__Activity__: Each entry has to be copied exactly, with nothing missed.

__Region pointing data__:

----------------

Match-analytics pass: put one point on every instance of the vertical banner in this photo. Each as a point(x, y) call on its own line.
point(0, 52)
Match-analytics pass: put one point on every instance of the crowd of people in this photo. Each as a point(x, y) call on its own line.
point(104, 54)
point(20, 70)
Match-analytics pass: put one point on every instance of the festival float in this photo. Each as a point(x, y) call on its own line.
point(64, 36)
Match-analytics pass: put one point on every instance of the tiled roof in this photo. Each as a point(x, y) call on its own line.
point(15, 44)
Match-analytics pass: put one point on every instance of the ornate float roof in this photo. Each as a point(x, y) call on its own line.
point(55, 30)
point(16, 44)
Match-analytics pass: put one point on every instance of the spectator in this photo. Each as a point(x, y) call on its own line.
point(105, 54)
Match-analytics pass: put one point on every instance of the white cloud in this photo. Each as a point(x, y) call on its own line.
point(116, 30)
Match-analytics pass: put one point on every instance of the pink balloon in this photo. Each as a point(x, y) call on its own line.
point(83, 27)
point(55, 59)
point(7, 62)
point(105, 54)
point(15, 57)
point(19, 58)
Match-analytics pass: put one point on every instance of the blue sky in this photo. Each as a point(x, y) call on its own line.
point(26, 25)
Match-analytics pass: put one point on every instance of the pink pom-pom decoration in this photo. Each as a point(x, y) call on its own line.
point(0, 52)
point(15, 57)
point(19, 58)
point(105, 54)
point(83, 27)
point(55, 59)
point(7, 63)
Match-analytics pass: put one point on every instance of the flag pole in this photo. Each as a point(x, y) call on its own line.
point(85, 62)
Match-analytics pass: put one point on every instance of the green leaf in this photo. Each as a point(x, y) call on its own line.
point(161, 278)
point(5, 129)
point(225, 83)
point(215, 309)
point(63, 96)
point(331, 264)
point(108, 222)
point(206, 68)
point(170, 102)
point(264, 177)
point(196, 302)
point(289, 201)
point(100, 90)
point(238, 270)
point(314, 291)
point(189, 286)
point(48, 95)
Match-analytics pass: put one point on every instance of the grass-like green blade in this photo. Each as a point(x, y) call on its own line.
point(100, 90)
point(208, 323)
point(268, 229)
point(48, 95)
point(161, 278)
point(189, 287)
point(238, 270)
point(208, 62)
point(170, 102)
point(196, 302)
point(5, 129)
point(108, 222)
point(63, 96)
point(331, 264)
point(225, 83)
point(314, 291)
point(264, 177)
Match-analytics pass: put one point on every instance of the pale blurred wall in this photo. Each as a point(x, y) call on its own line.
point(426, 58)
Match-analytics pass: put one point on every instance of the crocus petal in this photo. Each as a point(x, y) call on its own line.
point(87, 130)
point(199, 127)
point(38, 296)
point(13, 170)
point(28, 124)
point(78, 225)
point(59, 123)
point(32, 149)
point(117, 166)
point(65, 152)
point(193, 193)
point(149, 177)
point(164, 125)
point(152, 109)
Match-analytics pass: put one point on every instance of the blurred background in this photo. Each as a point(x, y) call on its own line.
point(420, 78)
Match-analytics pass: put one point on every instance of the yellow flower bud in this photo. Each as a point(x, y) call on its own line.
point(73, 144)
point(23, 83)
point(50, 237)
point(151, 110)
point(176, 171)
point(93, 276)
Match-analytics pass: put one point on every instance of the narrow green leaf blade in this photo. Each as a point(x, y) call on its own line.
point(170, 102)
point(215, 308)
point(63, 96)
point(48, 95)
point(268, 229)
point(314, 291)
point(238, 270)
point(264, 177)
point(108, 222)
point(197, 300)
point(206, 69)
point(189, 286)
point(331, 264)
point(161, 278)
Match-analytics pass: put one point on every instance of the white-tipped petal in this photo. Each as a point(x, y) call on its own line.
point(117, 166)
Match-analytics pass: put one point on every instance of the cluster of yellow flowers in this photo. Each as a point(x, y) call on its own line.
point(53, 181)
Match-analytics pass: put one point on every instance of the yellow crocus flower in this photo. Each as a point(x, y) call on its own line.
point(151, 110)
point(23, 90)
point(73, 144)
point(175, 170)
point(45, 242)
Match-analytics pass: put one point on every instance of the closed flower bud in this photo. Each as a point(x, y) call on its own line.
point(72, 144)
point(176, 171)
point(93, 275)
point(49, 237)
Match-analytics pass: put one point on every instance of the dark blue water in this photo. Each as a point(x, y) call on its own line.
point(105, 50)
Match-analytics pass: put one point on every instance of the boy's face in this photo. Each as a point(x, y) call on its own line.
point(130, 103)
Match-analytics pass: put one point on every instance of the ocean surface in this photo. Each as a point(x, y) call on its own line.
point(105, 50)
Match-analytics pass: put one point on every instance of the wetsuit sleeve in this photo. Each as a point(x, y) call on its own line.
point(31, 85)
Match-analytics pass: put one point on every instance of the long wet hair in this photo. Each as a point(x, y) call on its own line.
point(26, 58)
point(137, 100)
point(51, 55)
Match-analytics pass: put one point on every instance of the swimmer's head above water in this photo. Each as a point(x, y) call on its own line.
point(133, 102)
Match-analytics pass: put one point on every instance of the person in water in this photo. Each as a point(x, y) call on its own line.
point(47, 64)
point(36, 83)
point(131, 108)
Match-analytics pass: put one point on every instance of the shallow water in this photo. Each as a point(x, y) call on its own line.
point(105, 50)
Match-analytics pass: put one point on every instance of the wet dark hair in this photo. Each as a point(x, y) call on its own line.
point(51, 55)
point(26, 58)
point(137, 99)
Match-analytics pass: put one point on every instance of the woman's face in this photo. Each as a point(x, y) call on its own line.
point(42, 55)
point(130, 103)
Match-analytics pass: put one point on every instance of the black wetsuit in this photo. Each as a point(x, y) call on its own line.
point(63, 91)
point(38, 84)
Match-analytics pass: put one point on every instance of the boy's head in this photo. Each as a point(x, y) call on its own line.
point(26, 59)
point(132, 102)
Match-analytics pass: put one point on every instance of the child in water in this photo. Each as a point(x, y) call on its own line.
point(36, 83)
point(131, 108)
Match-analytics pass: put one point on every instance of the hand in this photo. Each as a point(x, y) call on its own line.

----------------

__Answer to this exercise__:
Match-analytics pass: put one point on every instance of the vertical banner in this photo. Each as a point(x, y) call on its own line.
point(0, 52)
Match-analytics pass: put one point on every instance of the crowd of people in this photo. Each as a point(x, y) call on its own line.
point(104, 54)
point(20, 70)
Match-analytics pass: put one point on every instance of the festival float in this photo. Each as a point(x, y) call on its own line.
point(64, 36)
Match-analytics pass: put one point on every instance of the tiled roof in this photo. Each as a point(x, y) call on its own line.
point(15, 44)
Match-analytics pass: put one point on every instance of the ornate float roof in this photo. Each as a point(x, y) call on its own line.
point(55, 30)
point(16, 44)
Match-analytics pass: put one point on every instance of the spectator in this photo. Each as a point(x, y) call on its own line.
point(105, 54)
Match-analytics pass: put one point on every instance of the white cloud in this photo. Each as a point(x, y) call on its own line.
point(116, 30)
Match-analytics pass: put one point on every instance of the pink balloon in this photo. Each as a point(x, y) call on its own line.
point(83, 27)
point(55, 59)
point(7, 62)
point(105, 54)
point(15, 57)
point(19, 58)
Match-analytics pass: put one point on every instance of the blue sky in this photo. Each as a point(x, y) call on its own line.
point(26, 25)
Match-analytics pass: put one point on every instance of the pink pom-pom decoration in this photo. Each as a point(x, y) call on its own line.
point(0, 52)
point(15, 57)
point(19, 58)
point(105, 54)
point(83, 27)
point(55, 59)
point(7, 63)
Match-analytics pass: put one point on every instance of the flag pole in this photo. Each as a point(x, y) call on its own line.
point(85, 62)
Match-analytics pass: put one point on every instance of the green leaf in this photo. Each as a point(x, y) call on its own line.
point(161, 278)
point(5, 129)
point(225, 83)
point(215, 309)
point(63, 96)
point(331, 264)
point(108, 222)
point(206, 68)
point(170, 102)
point(264, 177)
point(196, 302)
point(289, 201)
point(100, 90)
point(238, 270)
point(314, 291)
point(189, 286)
point(48, 95)
Match-analytics pass: put one point on every instance of the grass-like green blade in this photo. Each as a point(x, y) call on its own line.
point(100, 90)
point(208, 323)
point(268, 229)
point(48, 95)
point(161, 278)
point(189, 287)
point(238, 270)
point(208, 62)
point(170, 102)
point(196, 302)
point(5, 129)
point(108, 222)
point(63, 96)
point(331, 264)
point(225, 83)
point(314, 291)
point(264, 177)
Match-analytics pass: put one point on every instance of the pale blurred wall in this photo. Each as a point(x, y) call on its own line.
point(426, 58)
Match-analytics pass: put one point on every instance of the crocus petal in this photo. Each as a point(x, y) call on its own line.
point(87, 130)
point(199, 127)
point(38, 296)
point(13, 170)
point(28, 124)
point(78, 225)
point(59, 123)
point(32, 149)
point(117, 166)
point(65, 152)
point(193, 193)
point(149, 177)
point(164, 125)
point(152, 109)
Match-analytics pass: put one point on every instance of the blurred background in this photo. Each as a point(x, y) call on its own line.
point(420, 78)
Match-analytics pass: put one point on every instance of the yellow flower bud in this photo. Each as a point(x, y) call on its own line.
point(73, 144)
point(23, 83)
point(50, 237)
point(151, 110)
point(176, 171)
point(93, 276)
Match-analytics pass: put one point on every instance of the narrow green leaf blade in this photo. Each as a point(x, y) call on its own line.
point(170, 102)
point(215, 308)
point(63, 96)
point(48, 95)
point(268, 229)
point(314, 291)
point(238, 270)
point(264, 177)
point(108, 222)
point(197, 300)
point(206, 69)
point(189, 286)
point(331, 264)
point(161, 278)
Match-analytics pass: put one point on every instance of the white-tipped petal in this photo. Each as a point(x, y) call on its own line.
point(117, 166)
Match-analytics pass: put one point on every instance of the cluster of yellow flowers in this photo. Each as a point(x, y) call on its own line.
point(53, 181)
Match-analytics pass: put one point on every instance of the yellow crocus flower in this photo. Each as a point(x, y) call on its own line.
point(151, 110)
point(23, 90)
point(73, 144)
point(175, 170)
point(45, 242)
Match-analytics pass: put one point on every instance of the closed flower bud in this photo. Each as a point(x, y) call on its own line.
point(72, 144)
point(176, 171)
point(93, 275)
point(49, 237)
Match-analytics pass: put one point on every instance of the dark blue water in this photo. Each as a point(x, y) call on its own line.
point(105, 50)
Match-analytics pass: put one point on every instance of the boy's face in this photo. Each as a point(x, y) call on its own line.
point(130, 103)
Match-analytics pass: put one point on every instance of the ocean surface in this photo. Each as a point(x, y) call on its own line.
point(105, 50)
Match-analytics pass: put one point on every instance of the wetsuit sleeve in this photo. Each as a point(x, y) call on its own line.
point(31, 85)
Match-analytics pass: put one point on every instance of the long wet hair in this photo. Each as a point(x, y) call on its own line.
point(26, 58)
point(137, 100)
point(51, 55)
Match-analytics pass: put one point on every instance of the swimmer's head above water in this photo. Each as a point(x, y) call on its own line.
point(133, 102)
Match-analytics pass: put one point on every instance of the person in water in this photo. Each as a point(x, y) call on its own line.
point(47, 64)
point(36, 83)
point(131, 108)
Match-analytics pass: put one point on every instance of the shallow water in this photo. Each as a point(x, y) call on its own line.
point(105, 50)
Match-analytics pass: put one point on every instance of the wet dark hair in this photo. Each as a point(x, y) call on its own line.
point(51, 55)
point(26, 58)
point(137, 99)
Match-analytics pass: put one point on every instance of the woman's face in this photo. Each as a point(x, y) call on its own line.
point(42, 55)
point(130, 103)
Match-analytics pass: put one point on every instance of the black wetsuit in this photo. Each as a point(x, y) call on its own line.
point(63, 91)
point(38, 84)
Match-analytics pass: put one point on every instance of the boy's head in this photo. Each as a point(x, y) call on its own line.
point(26, 59)
point(132, 102)
Match-analytics pass: put one point on every instance of the child in water in this photo. Each as a point(x, y) call on its own line.
point(36, 83)
point(131, 108)
Match-analytics pass: put one point on every instance of the hand in this photo. Each as a point(x, y) call on its own line.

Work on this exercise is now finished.